WHAT NEEDS TO BE DONE:
Exactly reproduce the lines beginning with the line that includes "the river in" and ending with the last line of the data.

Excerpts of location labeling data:
----------------
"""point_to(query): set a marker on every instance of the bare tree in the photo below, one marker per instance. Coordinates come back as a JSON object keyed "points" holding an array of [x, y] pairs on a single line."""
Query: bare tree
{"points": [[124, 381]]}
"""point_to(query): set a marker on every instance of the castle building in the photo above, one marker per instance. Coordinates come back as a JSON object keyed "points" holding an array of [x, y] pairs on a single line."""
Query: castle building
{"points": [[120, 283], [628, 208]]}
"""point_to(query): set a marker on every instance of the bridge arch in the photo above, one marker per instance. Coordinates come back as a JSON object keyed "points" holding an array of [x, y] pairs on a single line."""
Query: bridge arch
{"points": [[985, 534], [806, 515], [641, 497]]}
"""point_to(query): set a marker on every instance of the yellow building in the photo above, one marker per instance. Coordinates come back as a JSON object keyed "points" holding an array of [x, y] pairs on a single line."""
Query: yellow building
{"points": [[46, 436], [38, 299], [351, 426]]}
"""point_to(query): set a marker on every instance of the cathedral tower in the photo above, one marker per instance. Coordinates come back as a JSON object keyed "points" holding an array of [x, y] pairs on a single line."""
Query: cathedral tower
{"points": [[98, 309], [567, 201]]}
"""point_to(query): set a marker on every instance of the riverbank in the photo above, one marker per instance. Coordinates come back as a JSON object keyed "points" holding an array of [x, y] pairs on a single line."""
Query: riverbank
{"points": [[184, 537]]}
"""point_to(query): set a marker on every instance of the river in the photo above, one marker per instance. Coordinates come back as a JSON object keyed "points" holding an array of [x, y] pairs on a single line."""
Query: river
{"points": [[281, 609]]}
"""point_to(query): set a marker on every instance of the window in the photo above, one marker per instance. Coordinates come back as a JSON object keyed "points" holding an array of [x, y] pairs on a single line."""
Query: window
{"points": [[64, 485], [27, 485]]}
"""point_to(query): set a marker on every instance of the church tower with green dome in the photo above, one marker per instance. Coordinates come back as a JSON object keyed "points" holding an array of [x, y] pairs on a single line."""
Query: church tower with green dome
----------------
THE RESPONSE:
"""point_to(query): set a marker on every instance of the river in the photo above, one marker per instance. Coordinates come back as a JSON object keyed "points" holding an array of [x, y] pairs on a single line."""
Query: river
{"points": [[281, 609]]}
"""point_to(query): set a marker on every instance of the window in the photo above, one marker per instance. Coordinates come back as a JSON object keyed "points" holding an array of [x, y] pairs on a single line."""
Query: window
{"points": [[64, 485], [27, 485]]}
"""point_to(query): set a marker on every instance of the church tower with green dome in the photo above, one marker per instance. Coordinates come back as a JSON object keyed "points" holding an array of [x, y] pairs on a single line."""
Query: church tower with green dome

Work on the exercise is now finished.